Trecho apresentado:
[Adriano Lobão Aragão]
Próximo ao litoral piauiense, encontrava-se
a Vila de São João da Parnaíba, que segundo o ouvidor-geral Antonio José de
Morais Durão, tinha, em 1774, uma população de 2.694 pessoas, distribuídas em
444 fogos, residências familiares, 79 fazendas e 500 sítios. Nasceria nessa
vila, em 1787, o poeta Ovídio Saraiva de Carvalho e Silva, filho de Antônio
Saraiva de Carvalho e Margarida Rosa da Silva. Segundo Maria do Socorro Rios
Magalhães, em Literatura Piauiense,
horizontes de leitura e crítica literária (1900-1930), o analfabetismo era
generalizado e às famílias abastadas só cabia enviar seus filhos aos maiores
centros ou valer-se da figura do mestre-escola negro, alforriado e proveniente
da Bahia, para ensinar-lhe as primeiras letras, pois não havia ensino regular.
Dessa maneira, Ovídio Saraiva permaneceria somente seis anos no Piauí, sendo
enviado pelos pais, em 1793, para iniciar seus estudos em Portugal. Em um de
seus sonetos, faz referência a seu exílio.
“E contando anos seis”,
Ovídio foi enviado pelos pais a Portugal. Os versos declarando que, longe da
remota vila no Piauí, o destino anunciado pelo Mocho, ave de rapina noturna
menor que a coruja, seria morrer é mais reflexo de uma temática constante em
seus versos que sentimento telúrico. Na realidade, o exílio foi determinante
para sua vida, e não para a morte, pois em 1805 estava matriculando-se no curso
de Direito da Universidade de Coimbra.
Seu
livro, Poemas, foi publicado na Imprensa da Universidade de
Coimbra em 1808, mesmo ano em que Dom João VI transfere-se com a corte
portuguesa para o Brasil, em virtude do cerco de Napoleão. Concluiria seu curso
em 1811. No ano seguinte, é nomeado juiz na cidade de Mariana, Minas Gerais, e
entre 1816 e 1819, em Nossa Senhora do Desterro, Santa Catarina. Embora sua
poesia seja por muitos considerada Neoclássica, a formação literária de Ovídio,
realizada em Portugal, possui uma nítida tendência pré-romântica expressa em
seu anseio pela morte, tendo uma declarada influência de Bocage.

Material fornecido:
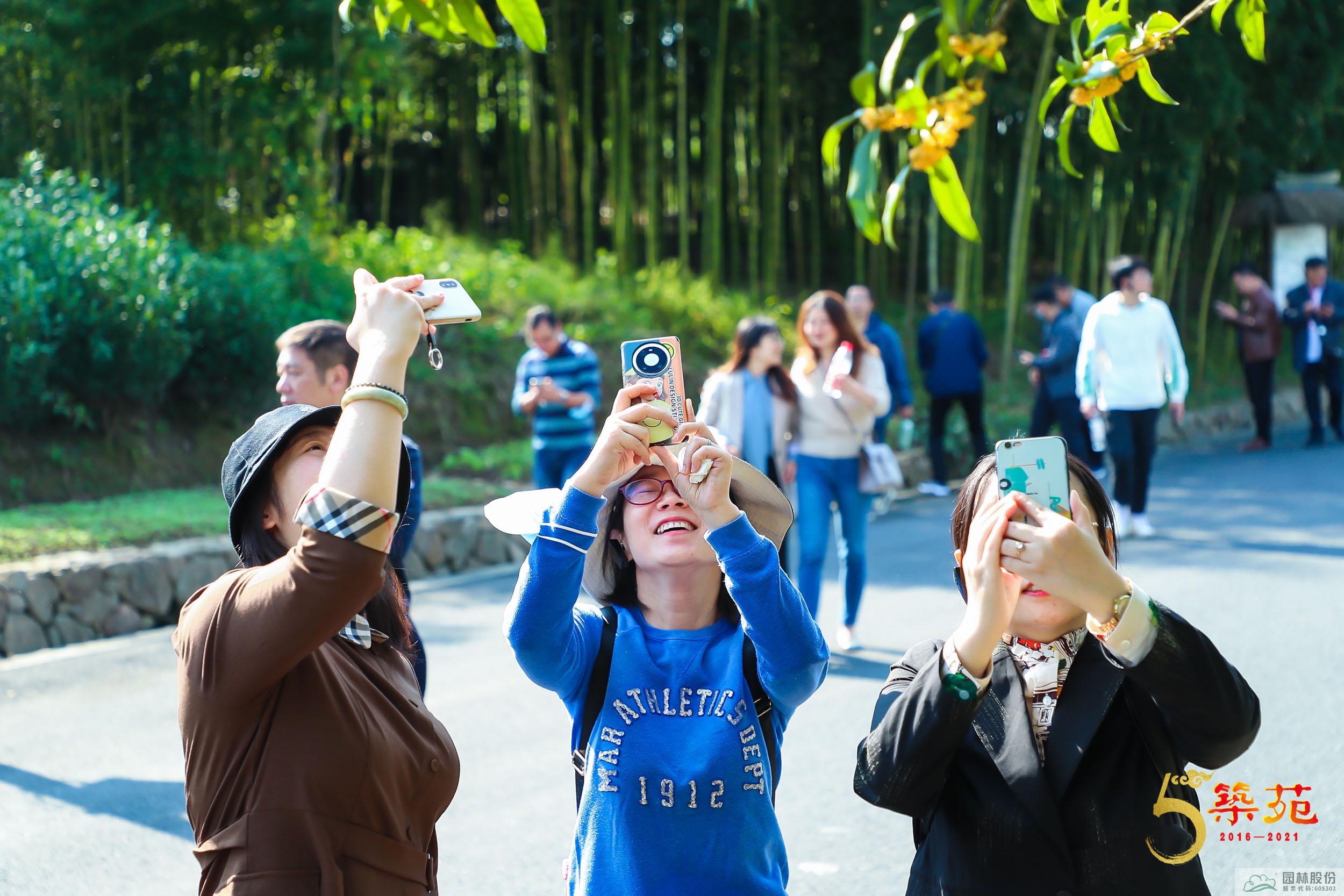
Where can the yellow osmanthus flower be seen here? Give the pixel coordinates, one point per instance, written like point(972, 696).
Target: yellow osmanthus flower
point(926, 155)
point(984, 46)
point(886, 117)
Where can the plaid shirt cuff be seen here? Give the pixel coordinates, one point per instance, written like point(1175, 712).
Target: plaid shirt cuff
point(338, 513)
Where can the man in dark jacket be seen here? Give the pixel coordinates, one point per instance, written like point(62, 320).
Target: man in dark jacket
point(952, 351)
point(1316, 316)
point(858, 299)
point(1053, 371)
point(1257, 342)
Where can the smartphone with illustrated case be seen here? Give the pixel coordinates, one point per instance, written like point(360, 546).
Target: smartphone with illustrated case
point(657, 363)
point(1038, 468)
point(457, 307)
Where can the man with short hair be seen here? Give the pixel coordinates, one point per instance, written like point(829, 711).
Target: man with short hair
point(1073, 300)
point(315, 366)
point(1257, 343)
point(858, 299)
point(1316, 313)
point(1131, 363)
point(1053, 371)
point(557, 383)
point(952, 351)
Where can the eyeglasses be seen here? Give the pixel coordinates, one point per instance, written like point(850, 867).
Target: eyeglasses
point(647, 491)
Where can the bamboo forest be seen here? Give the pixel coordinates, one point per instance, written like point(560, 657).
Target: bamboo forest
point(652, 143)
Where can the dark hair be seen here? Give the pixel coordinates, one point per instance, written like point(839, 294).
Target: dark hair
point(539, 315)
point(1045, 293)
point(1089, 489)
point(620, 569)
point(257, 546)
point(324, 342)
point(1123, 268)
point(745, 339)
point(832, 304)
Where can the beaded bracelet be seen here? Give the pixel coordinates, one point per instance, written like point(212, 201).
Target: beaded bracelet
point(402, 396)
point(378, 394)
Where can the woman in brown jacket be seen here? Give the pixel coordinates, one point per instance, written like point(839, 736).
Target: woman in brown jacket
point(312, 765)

O que se pede:
[a] Segundo o trecho sobre Ovídio Saraiva, em que ano ele se matriculou no curso de Direito da Universidade de Coimbra?
[b] Diga se cada afirmação concorda com o trecho sobre Ovídio Saraiva, citando as palavras que decidem: (i) Ovídio nasceu na Vila de São João da Parnaíba em 1787. (ii) O livro Poemas saiu em 1811. (iii) Entre 1816 e 1819, Ovídio foi juiz em Mariana.
[c] Liste todos os números que o trecho sobre Ovídio Saraiva atribui ao ouvidor-geral para a Vila de São João da Parnaíba em 1774, dizendo o que cada um conta.

Respostas por tarefa:
[a] Em 1805.

[b]
(i) Sim: "Nasceria nessa vila, em 1787, o poeta Ovídio Saraiva de Carvalho e Silva".
(ii) Não: "foi publicado na Imprensa da Universidade de Coimbra em 1808".
(iii) Não: "entre 1816 e 1819, em Nossa Senhora do Desterro, Santa Catarina".

[c]
- 2.694 pessoas
- 444 fogos (residências familiares)
- 79 fazendas
- 500 sítios